━━━━━ Records provided ━━━━━

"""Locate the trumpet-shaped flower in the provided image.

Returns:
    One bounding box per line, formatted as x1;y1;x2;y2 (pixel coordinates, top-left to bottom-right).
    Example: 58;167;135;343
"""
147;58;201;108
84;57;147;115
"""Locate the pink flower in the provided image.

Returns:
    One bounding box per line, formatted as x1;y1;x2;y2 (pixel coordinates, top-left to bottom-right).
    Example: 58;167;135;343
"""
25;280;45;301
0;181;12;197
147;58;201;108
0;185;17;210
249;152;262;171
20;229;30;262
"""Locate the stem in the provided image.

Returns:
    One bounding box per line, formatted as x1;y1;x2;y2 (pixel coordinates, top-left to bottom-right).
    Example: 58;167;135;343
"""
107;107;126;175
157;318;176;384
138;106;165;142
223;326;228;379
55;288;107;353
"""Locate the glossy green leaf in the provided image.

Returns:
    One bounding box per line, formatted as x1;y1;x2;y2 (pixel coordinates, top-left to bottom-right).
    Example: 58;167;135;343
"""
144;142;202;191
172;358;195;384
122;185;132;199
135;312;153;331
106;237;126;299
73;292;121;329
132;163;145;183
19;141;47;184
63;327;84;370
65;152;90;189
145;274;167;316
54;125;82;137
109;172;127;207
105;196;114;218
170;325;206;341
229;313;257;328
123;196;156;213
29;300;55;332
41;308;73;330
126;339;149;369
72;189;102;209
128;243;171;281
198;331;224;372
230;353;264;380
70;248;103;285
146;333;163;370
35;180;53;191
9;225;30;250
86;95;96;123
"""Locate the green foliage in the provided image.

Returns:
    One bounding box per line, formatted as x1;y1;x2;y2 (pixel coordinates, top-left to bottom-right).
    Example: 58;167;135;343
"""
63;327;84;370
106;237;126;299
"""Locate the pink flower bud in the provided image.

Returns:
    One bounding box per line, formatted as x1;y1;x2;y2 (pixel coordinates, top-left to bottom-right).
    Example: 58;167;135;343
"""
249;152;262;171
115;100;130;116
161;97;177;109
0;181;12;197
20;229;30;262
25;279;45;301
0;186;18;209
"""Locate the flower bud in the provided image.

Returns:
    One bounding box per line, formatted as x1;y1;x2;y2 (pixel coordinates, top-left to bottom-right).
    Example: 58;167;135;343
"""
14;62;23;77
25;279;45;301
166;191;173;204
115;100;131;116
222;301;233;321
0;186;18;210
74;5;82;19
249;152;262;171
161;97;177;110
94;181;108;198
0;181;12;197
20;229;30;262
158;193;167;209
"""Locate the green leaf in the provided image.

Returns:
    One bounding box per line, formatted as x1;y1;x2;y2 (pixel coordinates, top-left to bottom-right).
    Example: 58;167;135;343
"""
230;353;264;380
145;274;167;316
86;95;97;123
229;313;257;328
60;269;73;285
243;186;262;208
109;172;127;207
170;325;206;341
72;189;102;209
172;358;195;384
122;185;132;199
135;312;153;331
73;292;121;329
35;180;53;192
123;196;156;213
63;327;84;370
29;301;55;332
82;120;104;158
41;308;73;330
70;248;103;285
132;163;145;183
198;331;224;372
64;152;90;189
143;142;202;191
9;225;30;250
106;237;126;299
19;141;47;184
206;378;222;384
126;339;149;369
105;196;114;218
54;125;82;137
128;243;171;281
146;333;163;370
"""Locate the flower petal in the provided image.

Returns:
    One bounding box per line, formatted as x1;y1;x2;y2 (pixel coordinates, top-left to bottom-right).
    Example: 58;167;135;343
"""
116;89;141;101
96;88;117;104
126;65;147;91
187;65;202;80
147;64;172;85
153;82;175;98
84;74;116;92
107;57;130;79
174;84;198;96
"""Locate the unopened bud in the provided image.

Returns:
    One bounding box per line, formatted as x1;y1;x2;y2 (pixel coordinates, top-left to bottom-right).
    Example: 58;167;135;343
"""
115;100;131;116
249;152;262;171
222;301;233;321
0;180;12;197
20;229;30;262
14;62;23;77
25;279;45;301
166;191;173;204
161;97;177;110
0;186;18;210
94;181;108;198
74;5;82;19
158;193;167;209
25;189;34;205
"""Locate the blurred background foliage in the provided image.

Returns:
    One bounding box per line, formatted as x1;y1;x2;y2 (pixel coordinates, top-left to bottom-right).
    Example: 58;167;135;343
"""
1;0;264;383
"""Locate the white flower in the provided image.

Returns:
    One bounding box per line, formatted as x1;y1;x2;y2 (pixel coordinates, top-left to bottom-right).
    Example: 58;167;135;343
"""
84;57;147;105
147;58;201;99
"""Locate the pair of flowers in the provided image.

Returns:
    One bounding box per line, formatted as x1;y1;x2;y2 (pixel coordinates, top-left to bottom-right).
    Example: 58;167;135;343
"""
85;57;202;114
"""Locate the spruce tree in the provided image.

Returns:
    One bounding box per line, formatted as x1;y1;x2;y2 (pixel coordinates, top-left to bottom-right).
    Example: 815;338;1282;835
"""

━━━━━

What you should do:
Each record is to be repeated exactly.

Exercise result:
"""Locate the trumpet-shaped flower in the provided image.

Returns:
    One bounding box per line, formatted as x1;y1;x2;y2 (pixel coordinates, top-left to bottom-right).
    Example: 58;167;135;343
"""
147;58;201;108
84;57;147;115
"""Locate the pink flower in the provided image.

Returns:
    One bounding box per line, formatted as x1;y1;x2;y2 (pixel coordinates, top-left to bottom-right).
    Example: 58;167;135;343
"""
25;280;45;301
0;181;12;197
147;58;201;108
0;185;17;210
249;152;262;171
20;229;30;262
"""Locate the stem in the provided image.

Returns:
    One bounding box per line, formatted as x1;y1;x2;y2 (pixel coordinates, top-left to bottom-right).
    Example: 58;167;135;343
"""
107;107;126;175
157;318;176;384
138;106;165;142
223;326;228;379
55;288;107;353
"""Locate the glossy green leaf in the provided image.

Returns:
    One bounding box per line, formatted as x1;y1;x2;y2 (pixel coordinates, top-left to bottom-right).
    Example: 58;167;135;343
"""
144;142;202;191
172;358;195;384
122;185;132;199
135;312;153;331
106;237;126;299
73;292;121;329
132;163;145;183
19;141;47;184
63;327;84;370
65;152;90;189
145;274;167;316
54;125;82;137
109;172;127;207
105;196;114;218
170;325;206;341
229;313;257;328
123;196;156;213
29;300;55;332
41;308;73;330
126;339;149;369
72;189;102;209
128;243;171;281
198;331;224;372
230;353;264;380
70;248;103;285
146;333;163;370
35;180;53;191
9;225;30;250
86;95;96;123
"""Locate the green foliage in the provided image.

Returns:
    One bounding box per line, formatted as x1;y1;x2;y2 (pixel coordinates, top-left to bottom-right).
    Example: 58;167;135;343
"""
63;327;84;370
106;237;126;299
"""Locate the pink flower bud in the provided image.

Returns:
    One bounding box per line, formatted as x1;y1;x2;y2 (pixel coordinates, top-left to bottom-right).
    Example: 58;167;135;343
"""
249;152;262;171
115;100;130;116
161;97;177;109
0;181;12;197
20;229;30;262
25;279;45;301
0;186;18;209
"""Locate the flower bud in the provided image.

Returns:
    One bounding box per line, formatted as x1;y1;x2;y2 (pixel coordinates, top-left to bottom-right).
    Example: 58;167;135;343
"""
14;62;23;77
25;279;45;301
166;191;173;204
115;100;131;116
222;301;233;321
0;186;18;210
74;5;82;19
249;152;262;171
161;97;177;110
94;181;108;198
0;181;12;197
20;229;30;262
158;193;167;209
"""Locate the green leaf in the provided image.

Returns:
    One bounding box per line, formatted as x1;y1;x2;y2 (pixel coordinates, top-left to bottom-right).
    Example: 58;167;135;343
"""
230;353;264;380
145;274;167;316
86;95;97;123
229;313;257;328
60;269;73;285
243;186;262;208
109;172;127;207
170;325;206;341
72;189;102;209
172;358;195;384
122;185;132;199
135;312;153;331
73;292;121;329
35;180;53;192
123;196;156;213
63;327;84;370
29;301;55;332
82;120;104;158
41;308;73;330
70;248;103;285
132;163;145;183
198;331;224;372
64;152;90;189
143;142;202;191
9;225;30;250
106;237;126;299
19;141;47;184
206;378;222;384
126;339;149;369
105;196;114;218
54;125;82;137
128;243;171;281
146;333;163;370
"""Locate the flower petal in the provided image.

Returns:
    One bounding box per line, formatted as x1;y1;x2;y2 (pixel coordinates, top-left to bottom-right).
    Example: 58;167;135;343
"""
116;89;141;101
96;88;117;104
126;65;147;91
187;65;202;80
147;64;172;85
153;82;175;98
84;74;116;92
107;57;130;79
174;84;198;96
"""Locate the unopened bud in the provided image.

Returns:
    One bounding box per line, formatted as x1;y1;x2;y2 (pixel coordinates, top-left to bottom-right).
    Example: 58;167;135;343
"""
115;100;131;116
249;152;262;171
222;301;233;321
0;180;12;197
20;229;30;262
14;62;23;77
25;279;45;301
166;191;173;204
161;97;177;110
0;186;18;210
94;181;108;198
74;5;82;19
158;193;167;209
25;189;34;205
"""Locate the blurred background foliage in the provided image.

Returns:
    One bounding box per line, formatted as x1;y1;x2;y2 (pixel coordinates, top-left to bottom-right).
    Example: 58;167;135;343
"""
1;0;264;383
"""Locate the white flower in the provided image.

Returns:
    One bounding box per line, formatted as x1;y1;x2;y2 (pixel coordinates, top-left to bottom-right).
    Example: 58;167;135;343
"""
84;57;147;105
147;58;201;99
"""Locate the pair of flowers in the provided image.

Returns:
    One bounding box per line, formatted as x1;y1;x2;y2 (pixel coordinates, top-left to bottom-right).
    Example: 58;167;135;343
"""
85;57;202;114
"""Locate the spruce tree in the provided image.

Returns:
    One bounding box per line, formatted as x1;y1;x2;y2 (pixel coordinates, top-left to bottom-right).
    Example: 815;338;1282;835
"""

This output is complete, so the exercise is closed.